--- What is required ---
Answer these questions about the forum thread on RIP tombstones below:
1. How long has gothdj been haunting?
2. According to Hauntiholik, what do some people not feel the need to add?
3. According to RoxyBlue, what is the source of the popularity of R.I.P.?

--- Document text ---
++++

# R I P Must Die!



## gothdj (Dec 25, 2011)

And thusly I rant... So, I have been only haunting for 2 years. I have watched a lot of videos and all, and, I just dont get all the " RIP " tombstones. I have been to cemeteries. Some of them might have RIP on them, along with other stuff, but, not many. So, my plead goes out there... get your shureform scrapers out and paint, and remove all those silly RIP markers. Keep the stones, sure, but, the "RIP" fella is just too popular.

Added an edit - > So as to not offend, as this is ment somewhat as humourous, by suggention, here is a 
Would like to know other peoples opinions on this.


----------



## Hauntiholik (May 17, 2006)

The Rest In Peace abbreviation is common and easy to do. Some people don't feel the need to add a longer epitaph.
Why does it bother you so much?


----------



## RoxyBlue (Oct 6, 2008)

If R.I.P. dies, for sure someone will make a tombstone saying "R.I.P., R.I.P."

I'm sure it's popularity stems from its being a universally recognized acronym.


----------



## gothdj (Dec 25, 2011)

++++

[Stored records]
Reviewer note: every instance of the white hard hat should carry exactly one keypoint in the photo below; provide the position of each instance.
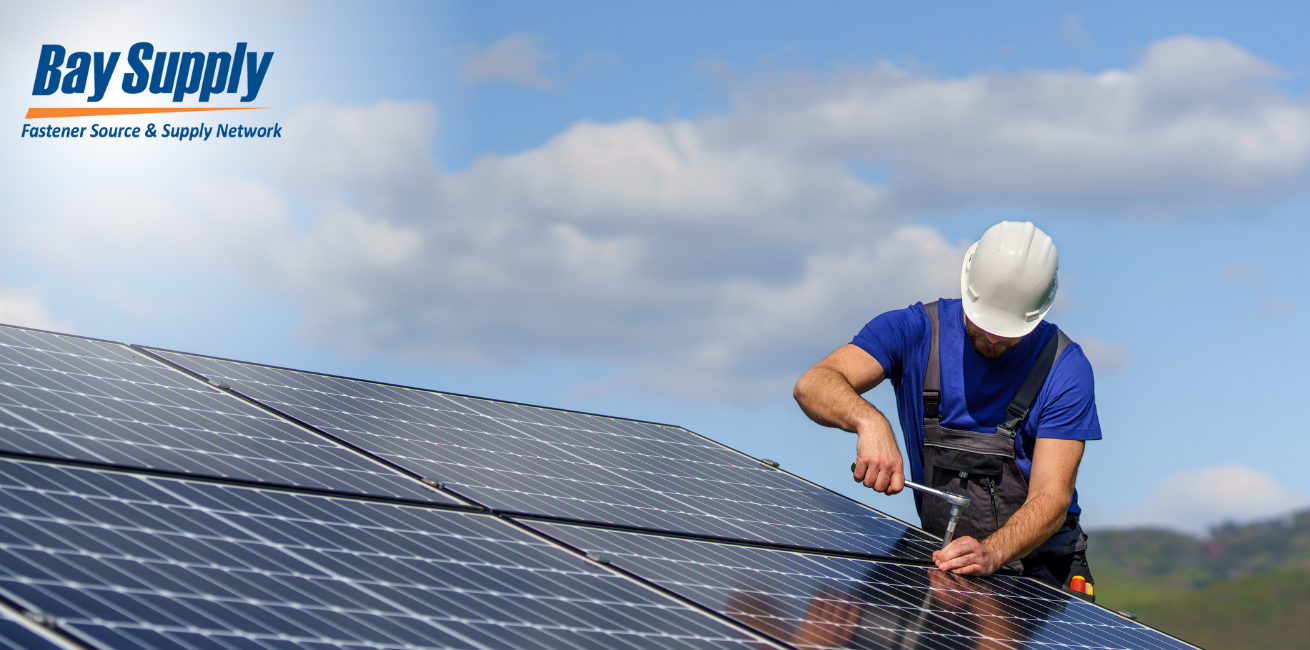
(1009, 279)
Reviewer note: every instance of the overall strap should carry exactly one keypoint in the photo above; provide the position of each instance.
(1022, 401)
(933, 375)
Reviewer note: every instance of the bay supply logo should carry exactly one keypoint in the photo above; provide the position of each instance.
(180, 75)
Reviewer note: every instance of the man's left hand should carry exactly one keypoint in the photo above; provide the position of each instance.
(966, 556)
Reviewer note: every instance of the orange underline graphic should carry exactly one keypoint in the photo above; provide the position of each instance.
(87, 113)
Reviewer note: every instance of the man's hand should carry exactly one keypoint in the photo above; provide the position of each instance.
(966, 556)
(878, 460)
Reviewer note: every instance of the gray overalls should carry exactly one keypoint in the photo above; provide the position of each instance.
(983, 468)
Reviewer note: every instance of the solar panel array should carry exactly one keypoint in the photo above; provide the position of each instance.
(815, 600)
(571, 465)
(79, 399)
(156, 499)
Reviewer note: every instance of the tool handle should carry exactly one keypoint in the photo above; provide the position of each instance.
(958, 499)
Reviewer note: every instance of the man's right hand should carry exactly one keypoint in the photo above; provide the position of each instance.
(878, 460)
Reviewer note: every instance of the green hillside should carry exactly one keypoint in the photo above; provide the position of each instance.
(1242, 587)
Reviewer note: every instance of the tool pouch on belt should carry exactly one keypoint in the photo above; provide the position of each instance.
(977, 465)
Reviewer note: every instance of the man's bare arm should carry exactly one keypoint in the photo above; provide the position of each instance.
(829, 393)
(1055, 469)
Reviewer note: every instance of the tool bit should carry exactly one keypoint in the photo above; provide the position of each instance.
(958, 503)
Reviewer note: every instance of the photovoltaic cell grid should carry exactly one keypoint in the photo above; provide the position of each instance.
(816, 600)
(132, 561)
(542, 461)
(79, 399)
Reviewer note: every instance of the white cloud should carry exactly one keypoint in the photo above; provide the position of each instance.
(516, 59)
(28, 309)
(1197, 121)
(1195, 501)
(708, 258)
(1106, 357)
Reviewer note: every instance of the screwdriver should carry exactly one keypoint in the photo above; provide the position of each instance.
(958, 503)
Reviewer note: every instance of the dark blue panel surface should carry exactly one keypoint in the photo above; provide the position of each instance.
(142, 562)
(544, 461)
(77, 399)
(816, 600)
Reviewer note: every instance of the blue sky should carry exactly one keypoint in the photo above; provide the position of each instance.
(670, 211)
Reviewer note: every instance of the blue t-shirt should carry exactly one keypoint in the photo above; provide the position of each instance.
(976, 389)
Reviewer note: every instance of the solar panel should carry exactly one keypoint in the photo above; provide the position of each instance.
(814, 600)
(149, 562)
(573, 465)
(15, 634)
(96, 401)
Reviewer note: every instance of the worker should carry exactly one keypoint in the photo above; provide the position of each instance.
(994, 402)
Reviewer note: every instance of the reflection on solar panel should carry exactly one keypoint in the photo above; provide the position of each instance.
(96, 401)
(814, 600)
(562, 464)
(132, 561)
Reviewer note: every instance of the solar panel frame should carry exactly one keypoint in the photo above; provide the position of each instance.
(71, 539)
(511, 494)
(91, 400)
(20, 632)
(773, 591)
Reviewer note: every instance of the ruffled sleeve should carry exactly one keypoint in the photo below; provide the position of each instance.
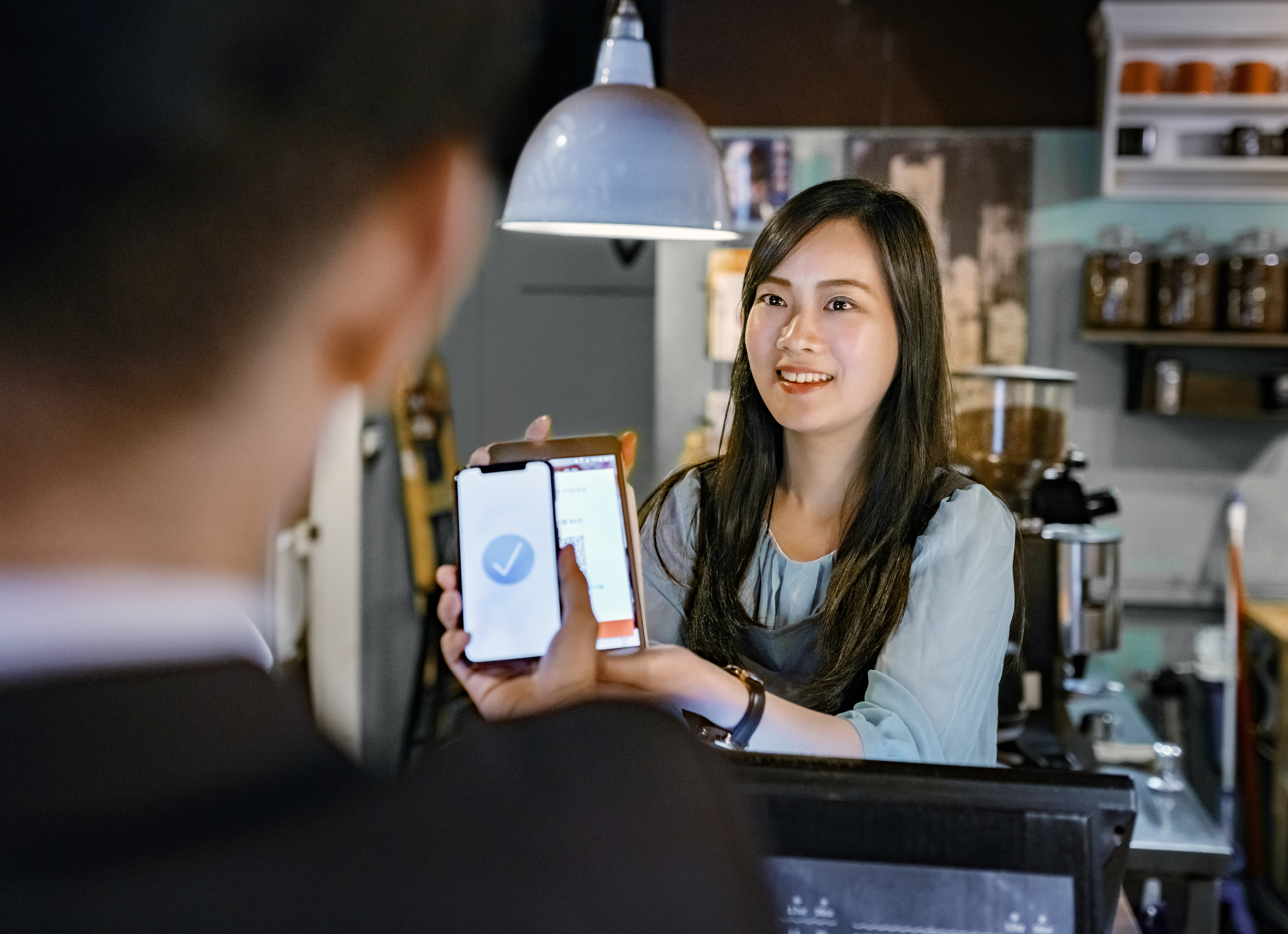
(668, 560)
(933, 693)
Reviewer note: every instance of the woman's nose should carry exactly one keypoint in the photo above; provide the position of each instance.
(800, 333)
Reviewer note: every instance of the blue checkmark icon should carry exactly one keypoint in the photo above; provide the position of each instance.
(508, 560)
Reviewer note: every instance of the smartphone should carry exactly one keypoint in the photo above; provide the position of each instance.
(596, 514)
(509, 569)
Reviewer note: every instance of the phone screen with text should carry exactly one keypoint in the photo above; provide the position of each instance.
(589, 509)
(508, 562)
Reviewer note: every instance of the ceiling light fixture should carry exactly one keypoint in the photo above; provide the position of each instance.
(621, 159)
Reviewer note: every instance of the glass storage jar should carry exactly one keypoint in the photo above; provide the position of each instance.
(1116, 281)
(1187, 283)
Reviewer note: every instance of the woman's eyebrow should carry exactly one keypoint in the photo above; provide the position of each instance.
(834, 283)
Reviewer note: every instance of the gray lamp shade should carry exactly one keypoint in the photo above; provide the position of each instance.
(620, 160)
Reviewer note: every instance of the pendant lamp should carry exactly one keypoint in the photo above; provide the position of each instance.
(621, 159)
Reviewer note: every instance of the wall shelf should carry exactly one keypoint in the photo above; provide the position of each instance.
(1216, 415)
(1185, 338)
(1202, 104)
(1188, 129)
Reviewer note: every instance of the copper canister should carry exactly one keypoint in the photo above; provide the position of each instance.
(1142, 78)
(1116, 281)
(1196, 78)
(1187, 283)
(1255, 284)
(1254, 78)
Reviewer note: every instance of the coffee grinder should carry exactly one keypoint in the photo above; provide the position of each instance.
(1012, 437)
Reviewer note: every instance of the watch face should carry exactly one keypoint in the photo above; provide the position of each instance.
(719, 737)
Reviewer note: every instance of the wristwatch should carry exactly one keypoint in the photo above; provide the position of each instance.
(740, 736)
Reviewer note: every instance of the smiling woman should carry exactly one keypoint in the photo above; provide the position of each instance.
(832, 553)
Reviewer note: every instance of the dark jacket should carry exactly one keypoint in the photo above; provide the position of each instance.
(201, 799)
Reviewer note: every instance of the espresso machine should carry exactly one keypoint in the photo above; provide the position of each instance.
(1012, 436)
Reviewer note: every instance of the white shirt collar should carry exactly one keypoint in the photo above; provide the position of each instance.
(56, 623)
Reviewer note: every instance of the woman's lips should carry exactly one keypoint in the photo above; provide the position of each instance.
(800, 383)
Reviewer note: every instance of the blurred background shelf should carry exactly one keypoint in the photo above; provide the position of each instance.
(1185, 338)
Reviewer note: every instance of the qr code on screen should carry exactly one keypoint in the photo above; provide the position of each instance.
(579, 548)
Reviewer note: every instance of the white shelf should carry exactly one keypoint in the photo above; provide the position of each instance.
(1202, 104)
(1185, 164)
(1232, 164)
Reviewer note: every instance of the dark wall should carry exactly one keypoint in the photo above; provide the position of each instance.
(883, 62)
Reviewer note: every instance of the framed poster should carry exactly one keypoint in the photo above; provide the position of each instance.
(974, 193)
(758, 177)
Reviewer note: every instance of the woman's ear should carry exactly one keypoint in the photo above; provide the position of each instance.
(409, 255)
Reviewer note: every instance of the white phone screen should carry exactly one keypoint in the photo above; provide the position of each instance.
(589, 507)
(509, 562)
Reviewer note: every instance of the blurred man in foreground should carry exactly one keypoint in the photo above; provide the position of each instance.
(214, 219)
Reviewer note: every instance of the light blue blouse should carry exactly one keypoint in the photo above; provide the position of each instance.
(933, 692)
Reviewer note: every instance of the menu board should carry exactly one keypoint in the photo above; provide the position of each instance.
(823, 896)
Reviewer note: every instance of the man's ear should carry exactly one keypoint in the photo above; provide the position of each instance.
(411, 252)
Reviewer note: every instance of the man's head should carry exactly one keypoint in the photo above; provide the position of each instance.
(213, 217)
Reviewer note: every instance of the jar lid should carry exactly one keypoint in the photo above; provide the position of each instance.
(1120, 237)
(1019, 373)
(1184, 241)
(1257, 241)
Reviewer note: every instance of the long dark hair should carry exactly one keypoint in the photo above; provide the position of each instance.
(897, 489)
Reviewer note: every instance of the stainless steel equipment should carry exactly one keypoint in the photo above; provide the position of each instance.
(1089, 605)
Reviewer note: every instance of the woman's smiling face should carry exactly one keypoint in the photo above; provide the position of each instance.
(821, 337)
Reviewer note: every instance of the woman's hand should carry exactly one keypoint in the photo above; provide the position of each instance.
(677, 677)
(565, 675)
(674, 675)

++++

--- Answer ---
1. Only 2 years.
2. A longer epitaph.
3. It is a universally recognized acronym.